DO THIS: Retype every entry exactly, character for character.

## Begin DATA LINES

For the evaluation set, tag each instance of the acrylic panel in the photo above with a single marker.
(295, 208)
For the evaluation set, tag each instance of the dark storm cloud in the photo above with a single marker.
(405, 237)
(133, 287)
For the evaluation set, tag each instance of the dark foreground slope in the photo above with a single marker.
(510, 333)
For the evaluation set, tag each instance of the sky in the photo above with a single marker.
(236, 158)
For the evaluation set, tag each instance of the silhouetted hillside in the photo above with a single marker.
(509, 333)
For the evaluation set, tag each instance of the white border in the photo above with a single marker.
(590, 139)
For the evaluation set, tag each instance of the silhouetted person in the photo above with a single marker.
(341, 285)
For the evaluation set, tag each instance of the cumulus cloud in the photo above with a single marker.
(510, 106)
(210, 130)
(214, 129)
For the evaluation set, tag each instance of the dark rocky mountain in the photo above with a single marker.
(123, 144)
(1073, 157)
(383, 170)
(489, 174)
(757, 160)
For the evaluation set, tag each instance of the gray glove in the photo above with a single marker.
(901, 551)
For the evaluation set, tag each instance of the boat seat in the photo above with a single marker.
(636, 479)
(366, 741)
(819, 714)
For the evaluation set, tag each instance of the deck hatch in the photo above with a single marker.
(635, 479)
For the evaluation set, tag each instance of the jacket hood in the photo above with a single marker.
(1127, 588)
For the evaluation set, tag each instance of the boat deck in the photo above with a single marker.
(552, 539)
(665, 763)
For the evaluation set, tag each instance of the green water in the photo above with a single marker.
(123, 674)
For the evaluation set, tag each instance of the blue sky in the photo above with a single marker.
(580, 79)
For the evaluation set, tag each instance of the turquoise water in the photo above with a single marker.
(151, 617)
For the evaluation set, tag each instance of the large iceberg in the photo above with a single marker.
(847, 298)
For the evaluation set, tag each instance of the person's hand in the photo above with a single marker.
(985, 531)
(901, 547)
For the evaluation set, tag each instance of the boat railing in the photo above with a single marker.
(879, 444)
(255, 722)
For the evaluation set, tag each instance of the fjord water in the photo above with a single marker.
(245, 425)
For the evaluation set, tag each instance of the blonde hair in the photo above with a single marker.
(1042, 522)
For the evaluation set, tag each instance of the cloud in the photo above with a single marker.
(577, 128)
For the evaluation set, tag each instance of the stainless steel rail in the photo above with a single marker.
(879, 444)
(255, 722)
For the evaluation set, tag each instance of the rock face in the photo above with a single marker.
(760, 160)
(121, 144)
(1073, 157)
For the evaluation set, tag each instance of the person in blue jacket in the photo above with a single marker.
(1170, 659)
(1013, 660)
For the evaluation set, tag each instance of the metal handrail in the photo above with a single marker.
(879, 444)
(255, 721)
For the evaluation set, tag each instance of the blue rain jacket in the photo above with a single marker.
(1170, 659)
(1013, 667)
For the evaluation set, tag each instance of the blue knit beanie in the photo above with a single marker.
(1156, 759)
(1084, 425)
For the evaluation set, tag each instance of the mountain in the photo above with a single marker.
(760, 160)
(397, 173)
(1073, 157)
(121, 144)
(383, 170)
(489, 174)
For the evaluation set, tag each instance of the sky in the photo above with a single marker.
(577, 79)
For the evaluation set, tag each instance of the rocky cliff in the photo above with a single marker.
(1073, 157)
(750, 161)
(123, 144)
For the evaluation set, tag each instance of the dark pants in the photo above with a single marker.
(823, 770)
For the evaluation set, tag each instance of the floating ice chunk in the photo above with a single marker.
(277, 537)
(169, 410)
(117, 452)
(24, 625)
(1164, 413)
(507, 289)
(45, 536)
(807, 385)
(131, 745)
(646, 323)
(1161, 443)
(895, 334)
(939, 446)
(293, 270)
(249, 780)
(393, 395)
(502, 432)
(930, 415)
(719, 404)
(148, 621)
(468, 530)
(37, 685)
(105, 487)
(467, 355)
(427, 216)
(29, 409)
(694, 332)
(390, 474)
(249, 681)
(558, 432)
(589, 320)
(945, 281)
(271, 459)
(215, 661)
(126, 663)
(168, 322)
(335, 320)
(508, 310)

## End DATA LINES

EXPECTED OUTPUT:
For the evaluation set, tag each instance of the acrylic panel in the photo above with a single marker.
(295, 208)
For the evaluation set, tag each instance of the dark storm cloud in the photo above with a single marker.
(405, 237)
(133, 287)
For the evaluation set, tag each instance of the dark foreground slope in the photo above with a single marker.
(510, 333)
For the evaluation set, tag each instance of the sky in the photo above with a single marker.
(236, 158)
For the evaluation set, tag each instance of the silhouetted hillside in the photo above with a single marker.
(509, 333)
For the evaluation set, tag each instance of the white border in the photo above with a single marker.
(590, 139)
For the evaluation set, tag each instance of the silhouetted person in the photo above with a single marker.
(341, 285)
For the evaluation set, tag each instance of the cumulus cloud in the photo above with a single marker.
(510, 106)
(210, 130)
(214, 129)
For the evaluation set, tag each instance of the dark rocky mountain in the photo above with a single marker.
(123, 144)
(1073, 157)
(383, 170)
(489, 174)
(757, 160)
For the evaluation set, tag each instance of the gray glove in the photo above with a single marker.
(901, 551)
For the evaluation set, tag each instance of the boat seat in the photo above with a single marker.
(636, 479)
(366, 741)
(819, 714)
For the evaluation set, tag each instance of the deck hatch in the photo above with a single marker.
(635, 479)
For the evaluation set, tag each instance of the jacket hood in the photo above with a single marker.
(1127, 588)
For the evaluation set, tag each instance of the boat deck in the photo above with a single marker.
(552, 539)
(665, 763)
For the evaluation set, tag each instance of the green water in the photo above with a single marker.
(123, 674)
For the evaluation set, tag each instance of the blue sky in the photo above with a single marker.
(580, 79)
For the evaluation set, tag each instance of the turquoise water in the photo above with a single marker.
(151, 617)
For the evaluation set, tag each instance of the large iceberg in the photo above with a single marker.
(847, 298)
For the evaluation set, tag each instance of the person's hand in the photo above with a single marker.
(985, 531)
(901, 547)
For the evaluation set, tag each instance of the boat railing in the photo above with a single marker.
(879, 444)
(255, 722)
For the evaluation set, tag each instance of the fjord water in the photo above with a single marker.
(245, 425)
For the evaluation set, tag each instance of the blonde hair in the photo above with a single marker.
(1042, 522)
For the evaluation set, tag each instance of the cloud in the photo above with a single marker.
(577, 128)
For the evaluation set, tag each instance of the stainless steel rail in the photo above with a single marker.
(879, 444)
(255, 722)
For the evaluation set, tag each instance of the rock face in the photo above with a single marker.
(760, 160)
(121, 144)
(1073, 157)
For the evaluation set, tag each instance of the person in blue jacket in the photo above with a single marker.
(1170, 659)
(1013, 660)
For the evaluation set, tag each instance of the metal handrail in the photo above with a single marker.
(879, 444)
(255, 721)
For the evaluation set, tag each instance of the blue rain jacket in the photo above with a single marker.
(1170, 659)
(1013, 667)
For the evaluation set, tag each instance of the blue knit beanie in the photo above with a single marker.
(1156, 759)
(1084, 425)
For the evaluation set, tag each instance of the mountain in the photo above with a single marker.
(760, 160)
(397, 173)
(1073, 157)
(121, 144)
(383, 170)
(489, 174)
For the evaluation set, tag each instance of the sky in the photo above with a single marker.
(577, 79)
For the evaluation set, tag each instance of the rocky cliff in the photo above with a single marker.
(1073, 157)
(750, 161)
(123, 144)
For the evaluation set, tag each instance of the dark pants in the photo above with a single marker.
(823, 770)
For the evaluation set, tag each instance of the floating ice chunk in the photo above with a single marker.
(277, 537)
(169, 410)
(117, 452)
(24, 625)
(1164, 413)
(507, 289)
(45, 536)
(807, 385)
(131, 745)
(646, 323)
(1161, 443)
(895, 334)
(939, 446)
(293, 270)
(249, 780)
(393, 395)
(502, 432)
(930, 415)
(719, 404)
(148, 621)
(468, 530)
(37, 685)
(105, 487)
(467, 355)
(427, 216)
(29, 409)
(694, 332)
(390, 474)
(249, 681)
(558, 432)
(589, 320)
(945, 281)
(271, 459)
(215, 661)
(126, 663)
(168, 322)
(335, 320)
(508, 310)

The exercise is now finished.